Supplied data
******************************

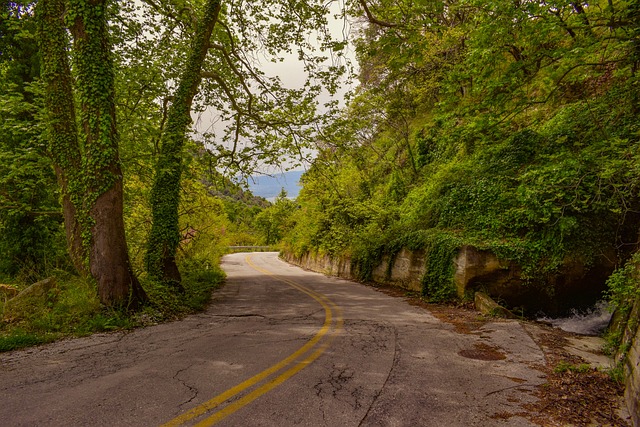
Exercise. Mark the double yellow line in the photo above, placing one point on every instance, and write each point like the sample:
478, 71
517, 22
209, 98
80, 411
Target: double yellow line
286, 368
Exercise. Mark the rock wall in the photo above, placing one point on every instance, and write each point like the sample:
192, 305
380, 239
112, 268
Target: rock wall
405, 270
631, 336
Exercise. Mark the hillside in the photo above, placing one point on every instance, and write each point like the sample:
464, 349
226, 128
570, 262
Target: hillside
270, 186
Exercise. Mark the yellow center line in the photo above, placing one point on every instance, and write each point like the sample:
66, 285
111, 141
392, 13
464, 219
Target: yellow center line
207, 406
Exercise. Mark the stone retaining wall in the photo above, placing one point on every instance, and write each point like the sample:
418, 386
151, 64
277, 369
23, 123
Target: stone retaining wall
632, 364
472, 267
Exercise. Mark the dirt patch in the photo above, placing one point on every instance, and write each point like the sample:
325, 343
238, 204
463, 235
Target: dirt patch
574, 394
482, 351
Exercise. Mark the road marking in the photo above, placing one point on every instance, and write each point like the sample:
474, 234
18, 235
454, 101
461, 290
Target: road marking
337, 321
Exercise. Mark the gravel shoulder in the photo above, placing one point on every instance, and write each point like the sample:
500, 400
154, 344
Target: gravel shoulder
578, 391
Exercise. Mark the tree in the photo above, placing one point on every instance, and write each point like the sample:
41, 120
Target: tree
165, 194
29, 211
87, 165
270, 120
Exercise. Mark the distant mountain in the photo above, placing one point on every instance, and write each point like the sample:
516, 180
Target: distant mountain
269, 187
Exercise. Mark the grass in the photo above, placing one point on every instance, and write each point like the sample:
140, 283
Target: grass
74, 309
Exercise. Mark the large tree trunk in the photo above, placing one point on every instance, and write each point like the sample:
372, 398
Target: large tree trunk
165, 193
90, 177
62, 130
108, 254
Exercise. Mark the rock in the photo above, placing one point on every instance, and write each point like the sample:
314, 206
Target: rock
577, 284
485, 305
7, 292
35, 297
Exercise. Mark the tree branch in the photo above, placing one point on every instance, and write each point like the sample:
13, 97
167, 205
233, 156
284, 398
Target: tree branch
372, 19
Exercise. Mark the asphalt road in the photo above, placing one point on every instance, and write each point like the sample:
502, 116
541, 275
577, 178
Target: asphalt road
280, 347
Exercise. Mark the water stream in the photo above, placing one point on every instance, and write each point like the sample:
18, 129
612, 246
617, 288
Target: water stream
592, 321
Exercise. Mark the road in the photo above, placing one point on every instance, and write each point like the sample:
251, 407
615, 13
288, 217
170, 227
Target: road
280, 346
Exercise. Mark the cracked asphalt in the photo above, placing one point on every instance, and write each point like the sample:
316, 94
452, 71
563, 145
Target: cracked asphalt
390, 364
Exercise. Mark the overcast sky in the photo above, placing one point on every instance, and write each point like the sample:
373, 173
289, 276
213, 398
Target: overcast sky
292, 75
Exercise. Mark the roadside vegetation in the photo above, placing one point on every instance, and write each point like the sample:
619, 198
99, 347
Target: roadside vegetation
508, 126
84, 135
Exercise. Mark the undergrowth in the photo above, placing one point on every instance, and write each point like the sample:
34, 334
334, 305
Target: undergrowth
73, 309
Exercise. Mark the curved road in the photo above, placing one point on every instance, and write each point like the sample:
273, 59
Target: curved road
280, 346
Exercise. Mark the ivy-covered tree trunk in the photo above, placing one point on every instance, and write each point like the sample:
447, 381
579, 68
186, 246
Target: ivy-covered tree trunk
90, 172
62, 131
164, 237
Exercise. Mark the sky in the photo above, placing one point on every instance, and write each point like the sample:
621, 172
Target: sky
292, 75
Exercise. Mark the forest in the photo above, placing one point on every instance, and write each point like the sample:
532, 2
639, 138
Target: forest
508, 126
126, 130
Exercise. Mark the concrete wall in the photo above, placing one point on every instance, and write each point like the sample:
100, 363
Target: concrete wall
471, 265
406, 272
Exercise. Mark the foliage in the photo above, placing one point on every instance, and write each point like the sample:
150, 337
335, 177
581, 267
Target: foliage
275, 221
30, 222
511, 127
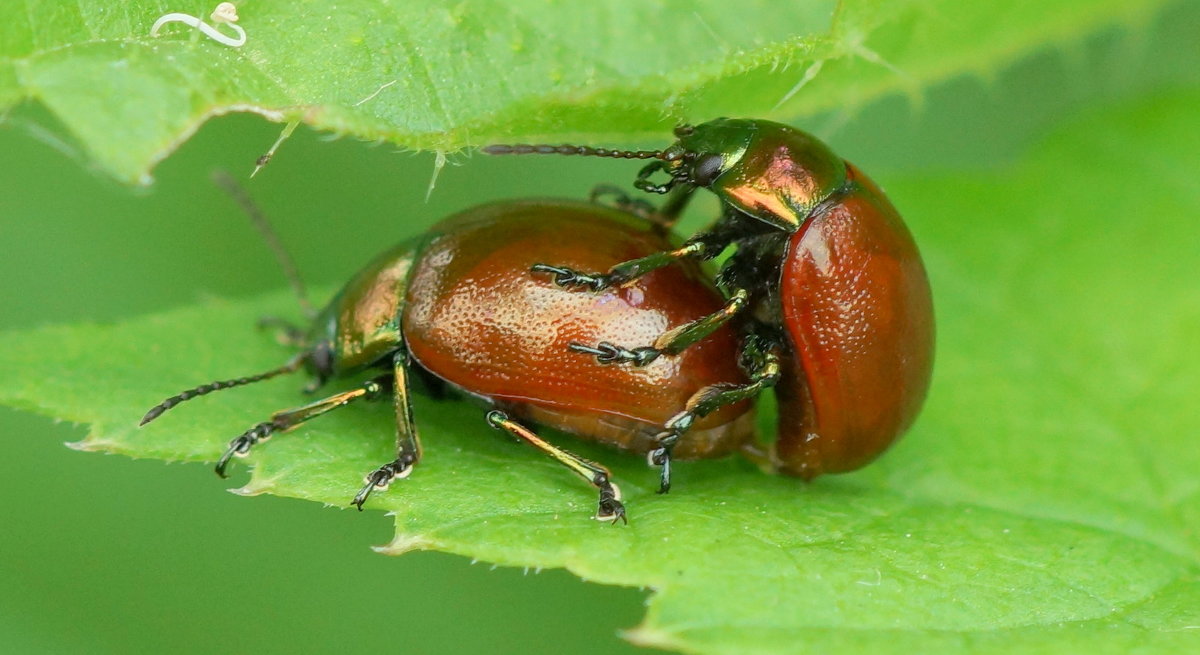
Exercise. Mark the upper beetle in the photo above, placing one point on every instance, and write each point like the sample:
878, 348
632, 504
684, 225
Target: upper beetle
843, 319
457, 305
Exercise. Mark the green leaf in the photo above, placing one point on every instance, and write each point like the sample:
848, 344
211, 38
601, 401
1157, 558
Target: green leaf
1048, 499
442, 77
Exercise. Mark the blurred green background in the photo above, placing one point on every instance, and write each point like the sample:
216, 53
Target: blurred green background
109, 554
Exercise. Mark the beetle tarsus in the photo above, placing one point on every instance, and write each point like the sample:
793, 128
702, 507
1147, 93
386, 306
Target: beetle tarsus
610, 506
381, 479
661, 455
611, 353
569, 278
241, 444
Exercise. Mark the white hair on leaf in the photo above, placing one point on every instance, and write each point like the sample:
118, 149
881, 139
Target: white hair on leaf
226, 13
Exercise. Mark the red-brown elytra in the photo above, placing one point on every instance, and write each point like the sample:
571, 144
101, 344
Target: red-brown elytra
457, 305
827, 280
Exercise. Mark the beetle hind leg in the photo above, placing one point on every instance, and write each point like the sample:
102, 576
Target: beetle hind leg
408, 448
610, 506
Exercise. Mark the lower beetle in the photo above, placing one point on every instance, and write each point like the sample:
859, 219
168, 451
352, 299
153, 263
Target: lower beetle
459, 304
841, 305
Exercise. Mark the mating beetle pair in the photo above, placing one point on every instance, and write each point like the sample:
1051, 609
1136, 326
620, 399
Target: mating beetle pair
826, 292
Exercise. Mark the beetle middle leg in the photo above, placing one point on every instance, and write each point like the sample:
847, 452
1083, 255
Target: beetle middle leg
610, 508
286, 420
408, 446
762, 361
702, 246
671, 342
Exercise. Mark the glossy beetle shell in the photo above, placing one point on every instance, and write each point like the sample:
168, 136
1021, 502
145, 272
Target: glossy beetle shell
857, 310
478, 318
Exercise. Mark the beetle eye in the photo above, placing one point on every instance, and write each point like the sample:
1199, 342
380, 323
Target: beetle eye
707, 169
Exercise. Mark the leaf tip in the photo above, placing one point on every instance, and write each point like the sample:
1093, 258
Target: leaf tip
648, 636
403, 544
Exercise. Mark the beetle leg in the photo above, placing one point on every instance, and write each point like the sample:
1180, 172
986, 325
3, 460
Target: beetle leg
408, 446
286, 420
696, 247
671, 342
763, 374
610, 508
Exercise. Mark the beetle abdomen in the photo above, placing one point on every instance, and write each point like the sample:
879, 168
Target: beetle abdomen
478, 318
858, 313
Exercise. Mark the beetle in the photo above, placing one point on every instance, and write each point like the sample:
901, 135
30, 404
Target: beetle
839, 296
457, 305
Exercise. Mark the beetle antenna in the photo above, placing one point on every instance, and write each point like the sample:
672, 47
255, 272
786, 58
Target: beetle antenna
292, 366
258, 218
581, 150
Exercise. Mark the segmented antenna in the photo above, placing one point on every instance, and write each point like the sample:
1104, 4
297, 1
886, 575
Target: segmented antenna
256, 215
581, 150
159, 409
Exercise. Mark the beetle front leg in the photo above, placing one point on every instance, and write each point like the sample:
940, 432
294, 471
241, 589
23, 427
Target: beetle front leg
610, 506
765, 371
671, 342
408, 446
283, 421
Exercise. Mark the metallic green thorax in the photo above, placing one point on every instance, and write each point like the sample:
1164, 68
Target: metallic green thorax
361, 323
768, 170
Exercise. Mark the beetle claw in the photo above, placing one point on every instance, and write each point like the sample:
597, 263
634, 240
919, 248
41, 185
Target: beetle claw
611, 353
381, 479
240, 445
569, 278
611, 508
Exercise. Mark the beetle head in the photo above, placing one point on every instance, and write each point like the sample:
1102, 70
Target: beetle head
706, 151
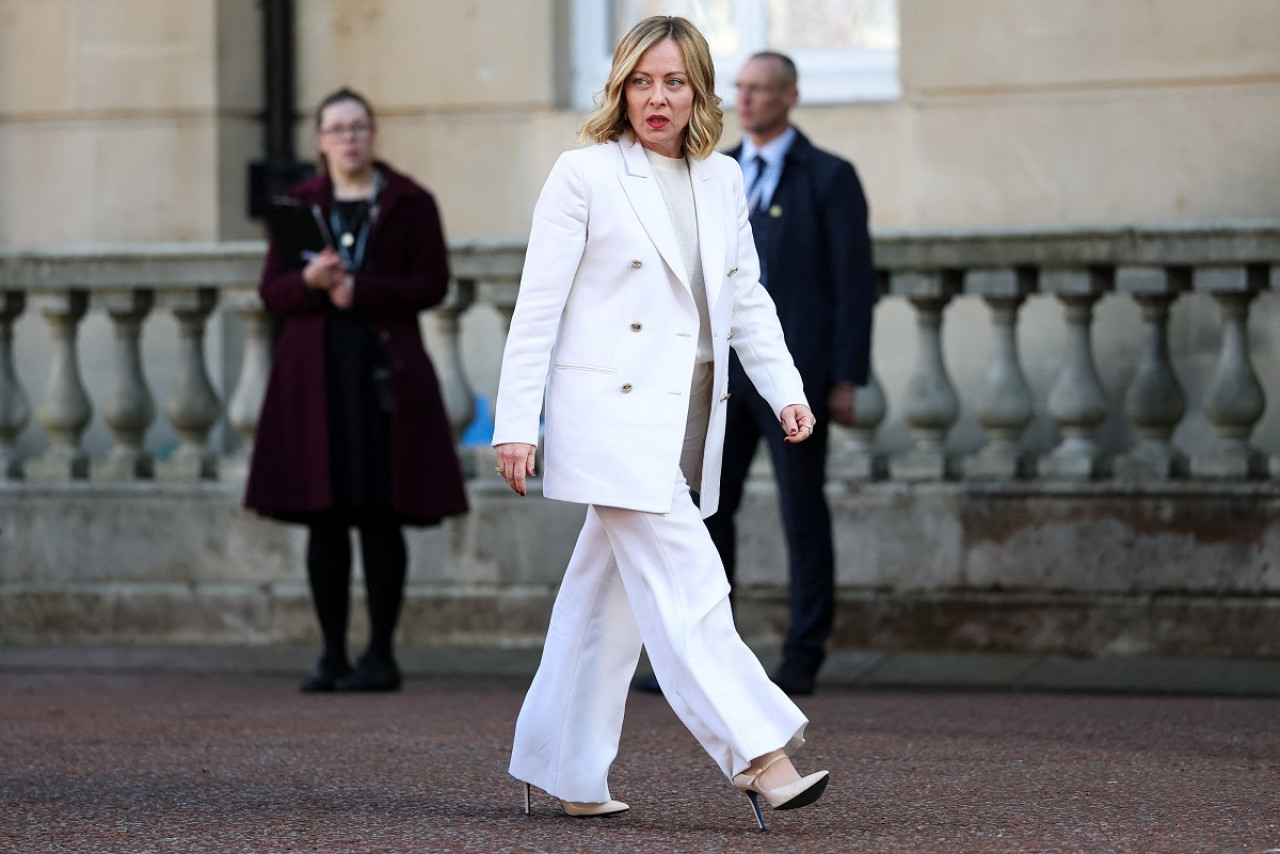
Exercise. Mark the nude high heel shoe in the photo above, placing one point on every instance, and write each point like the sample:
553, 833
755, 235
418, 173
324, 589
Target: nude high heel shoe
801, 793
580, 809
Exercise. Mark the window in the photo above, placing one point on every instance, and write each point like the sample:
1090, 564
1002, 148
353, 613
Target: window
846, 50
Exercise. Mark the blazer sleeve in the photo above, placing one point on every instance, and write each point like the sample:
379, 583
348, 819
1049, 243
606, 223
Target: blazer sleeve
758, 338
556, 242
844, 219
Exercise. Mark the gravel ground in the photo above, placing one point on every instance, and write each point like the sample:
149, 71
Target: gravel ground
165, 762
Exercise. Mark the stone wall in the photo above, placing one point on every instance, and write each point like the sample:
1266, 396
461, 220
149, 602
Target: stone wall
1082, 570
1013, 112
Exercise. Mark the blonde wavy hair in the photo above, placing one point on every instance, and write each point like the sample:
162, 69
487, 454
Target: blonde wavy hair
705, 122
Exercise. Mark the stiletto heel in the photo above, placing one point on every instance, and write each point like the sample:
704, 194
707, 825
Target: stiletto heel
755, 805
794, 795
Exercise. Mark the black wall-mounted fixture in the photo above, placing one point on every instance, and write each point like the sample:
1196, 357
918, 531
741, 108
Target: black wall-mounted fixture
279, 168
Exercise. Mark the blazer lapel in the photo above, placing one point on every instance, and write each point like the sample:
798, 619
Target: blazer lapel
708, 201
645, 197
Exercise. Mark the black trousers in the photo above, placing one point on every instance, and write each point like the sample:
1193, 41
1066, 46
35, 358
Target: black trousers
385, 562
801, 473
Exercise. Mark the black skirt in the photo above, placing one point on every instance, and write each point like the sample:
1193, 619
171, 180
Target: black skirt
357, 387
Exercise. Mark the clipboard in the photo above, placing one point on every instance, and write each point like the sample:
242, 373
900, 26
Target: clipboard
297, 228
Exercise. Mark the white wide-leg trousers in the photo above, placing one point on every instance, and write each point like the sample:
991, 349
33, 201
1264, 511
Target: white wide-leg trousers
652, 579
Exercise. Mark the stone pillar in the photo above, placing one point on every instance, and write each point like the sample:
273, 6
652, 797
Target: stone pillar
64, 410
1004, 401
128, 409
193, 405
246, 401
931, 405
1155, 402
1077, 401
1234, 401
14, 406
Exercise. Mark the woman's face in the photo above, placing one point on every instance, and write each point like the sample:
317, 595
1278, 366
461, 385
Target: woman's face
659, 99
346, 137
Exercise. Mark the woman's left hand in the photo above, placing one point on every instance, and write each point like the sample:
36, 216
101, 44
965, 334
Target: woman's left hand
343, 293
798, 423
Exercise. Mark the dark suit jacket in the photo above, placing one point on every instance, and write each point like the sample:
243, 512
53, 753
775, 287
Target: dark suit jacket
406, 272
819, 272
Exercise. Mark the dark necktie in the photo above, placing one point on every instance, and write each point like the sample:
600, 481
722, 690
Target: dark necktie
754, 196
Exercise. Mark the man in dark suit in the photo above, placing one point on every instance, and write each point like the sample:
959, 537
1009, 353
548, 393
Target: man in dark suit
809, 220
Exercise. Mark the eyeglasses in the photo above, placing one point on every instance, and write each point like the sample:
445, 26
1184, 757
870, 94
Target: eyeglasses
357, 129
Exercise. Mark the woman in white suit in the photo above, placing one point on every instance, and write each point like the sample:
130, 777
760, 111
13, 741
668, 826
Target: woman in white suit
640, 274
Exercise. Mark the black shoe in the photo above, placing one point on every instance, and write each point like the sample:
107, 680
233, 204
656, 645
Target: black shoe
371, 675
795, 680
324, 677
647, 684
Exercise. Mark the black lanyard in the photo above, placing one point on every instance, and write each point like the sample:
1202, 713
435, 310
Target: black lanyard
352, 251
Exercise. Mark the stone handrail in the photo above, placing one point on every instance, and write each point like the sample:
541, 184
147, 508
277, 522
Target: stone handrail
926, 272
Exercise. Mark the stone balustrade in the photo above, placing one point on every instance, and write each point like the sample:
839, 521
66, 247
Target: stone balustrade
927, 273
1065, 448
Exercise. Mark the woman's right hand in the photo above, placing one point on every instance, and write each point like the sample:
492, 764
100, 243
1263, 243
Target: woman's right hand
324, 270
516, 462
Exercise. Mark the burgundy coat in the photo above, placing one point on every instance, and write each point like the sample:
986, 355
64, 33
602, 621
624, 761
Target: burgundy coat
406, 270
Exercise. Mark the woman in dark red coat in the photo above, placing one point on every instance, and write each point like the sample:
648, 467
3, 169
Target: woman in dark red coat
353, 432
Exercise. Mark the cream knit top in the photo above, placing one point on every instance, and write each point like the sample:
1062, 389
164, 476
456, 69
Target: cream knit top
677, 191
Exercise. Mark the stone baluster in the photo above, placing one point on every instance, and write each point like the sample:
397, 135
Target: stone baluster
246, 401
1004, 402
1155, 401
458, 396
1275, 288
1234, 401
931, 405
14, 406
193, 405
1077, 401
64, 409
128, 409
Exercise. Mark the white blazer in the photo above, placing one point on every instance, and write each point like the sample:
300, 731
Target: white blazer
606, 325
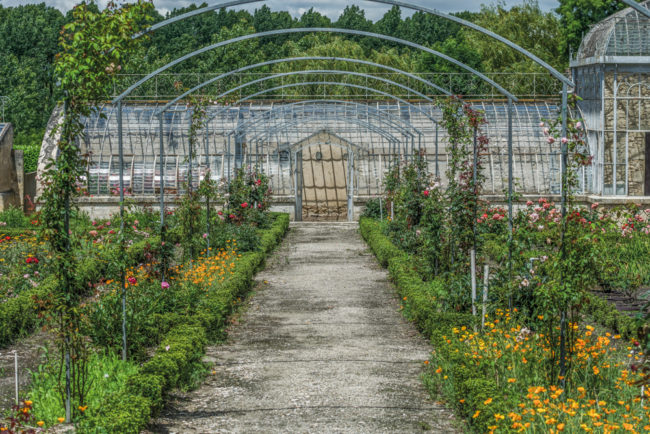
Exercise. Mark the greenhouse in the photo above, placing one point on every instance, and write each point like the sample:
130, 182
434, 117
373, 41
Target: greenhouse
611, 72
270, 135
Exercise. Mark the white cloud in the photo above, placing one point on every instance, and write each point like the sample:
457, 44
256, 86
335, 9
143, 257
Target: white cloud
331, 8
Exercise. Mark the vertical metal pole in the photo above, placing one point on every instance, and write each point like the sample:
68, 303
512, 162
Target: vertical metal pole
437, 164
207, 198
486, 281
474, 186
615, 147
601, 153
228, 160
16, 373
120, 142
162, 194
472, 256
66, 229
565, 188
564, 148
510, 180
351, 187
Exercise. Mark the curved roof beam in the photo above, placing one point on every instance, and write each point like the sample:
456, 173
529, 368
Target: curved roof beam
331, 72
557, 74
376, 113
636, 6
316, 30
309, 83
292, 59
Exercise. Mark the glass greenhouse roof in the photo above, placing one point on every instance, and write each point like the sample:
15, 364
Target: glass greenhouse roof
626, 33
267, 133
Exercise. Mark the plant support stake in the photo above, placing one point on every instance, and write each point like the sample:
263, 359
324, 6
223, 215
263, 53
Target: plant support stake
472, 255
486, 282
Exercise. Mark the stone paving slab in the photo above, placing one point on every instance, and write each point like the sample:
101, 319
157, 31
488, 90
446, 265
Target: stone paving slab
321, 348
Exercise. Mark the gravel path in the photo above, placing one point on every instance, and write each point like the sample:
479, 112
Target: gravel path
321, 348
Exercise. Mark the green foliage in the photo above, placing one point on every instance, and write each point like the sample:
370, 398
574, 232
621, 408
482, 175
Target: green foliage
526, 25
14, 218
177, 359
107, 374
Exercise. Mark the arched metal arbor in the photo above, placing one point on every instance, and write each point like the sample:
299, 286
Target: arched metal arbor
566, 82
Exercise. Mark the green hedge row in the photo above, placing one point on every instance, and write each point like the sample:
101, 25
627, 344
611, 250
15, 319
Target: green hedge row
181, 350
422, 305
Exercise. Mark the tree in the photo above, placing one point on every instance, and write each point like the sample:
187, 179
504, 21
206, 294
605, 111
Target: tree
577, 17
312, 18
524, 24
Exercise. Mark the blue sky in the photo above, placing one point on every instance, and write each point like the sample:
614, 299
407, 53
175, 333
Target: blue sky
331, 8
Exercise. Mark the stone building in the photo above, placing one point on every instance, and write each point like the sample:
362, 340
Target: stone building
612, 72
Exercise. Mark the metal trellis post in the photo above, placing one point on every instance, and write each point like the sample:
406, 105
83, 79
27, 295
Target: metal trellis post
120, 142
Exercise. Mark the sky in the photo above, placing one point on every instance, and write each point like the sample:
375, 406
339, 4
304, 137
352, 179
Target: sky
331, 8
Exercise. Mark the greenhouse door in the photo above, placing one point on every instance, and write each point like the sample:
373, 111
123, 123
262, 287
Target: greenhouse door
322, 175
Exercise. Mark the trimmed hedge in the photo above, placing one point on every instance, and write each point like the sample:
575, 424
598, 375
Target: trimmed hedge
465, 382
467, 386
19, 316
605, 314
181, 350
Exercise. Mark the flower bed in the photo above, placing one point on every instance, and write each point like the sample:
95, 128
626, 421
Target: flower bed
178, 356
497, 379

******************************

Task to complete
Above are the records; from them, give again exactly the lines from the one containing "Exercise. Mark the lower" through the one containing "Exercise. Mark the mating", both included.

Result of this exercise
Exercise. Mark the lower beetle in the photo above, placing one point on every instance, and write each point like the sample:
859, 219
168, 451
352, 299
153, 263
Target: lower beetle
459, 304
841, 305
Exercise. Mark the mating beetle pair in the photo above, placing one point on every instance, and write each point like the sample:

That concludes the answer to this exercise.